> [Exercise aim]:
Everything in the data should be repeated exactly, save for the images.

> [Dataset excerpts]:
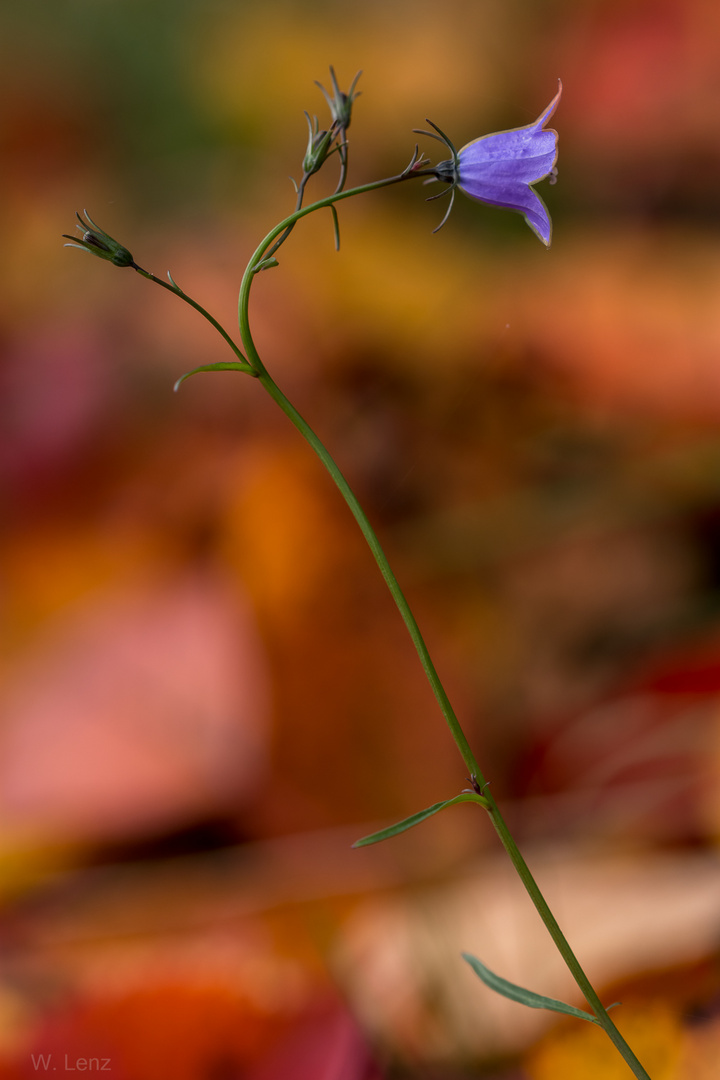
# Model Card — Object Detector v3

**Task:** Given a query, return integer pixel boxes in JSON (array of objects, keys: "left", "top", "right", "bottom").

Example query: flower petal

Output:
[
  {"left": 533, "top": 79, "right": 563, "bottom": 131},
  {"left": 459, "top": 125, "right": 558, "bottom": 186},
  {"left": 456, "top": 80, "right": 561, "bottom": 245},
  {"left": 463, "top": 180, "right": 553, "bottom": 246}
]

> [Task result]:
# Model Card — Object Detector v3

**Task:** Given a query, return integer pixel boxes in JSON (array of objects, keys: "left", "top", "right", "bottom").

Example query: flower petal

Output:
[
  {"left": 533, "top": 79, "right": 563, "bottom": 131},
  {"left": 459, "top": 125, "right": 558, "bottom": 186},
  {"left": 456, "top": 80, "right": 561, "bottom": 245},
  {"left": 463, "top": 180, "right": 553, "bottom": 246}
]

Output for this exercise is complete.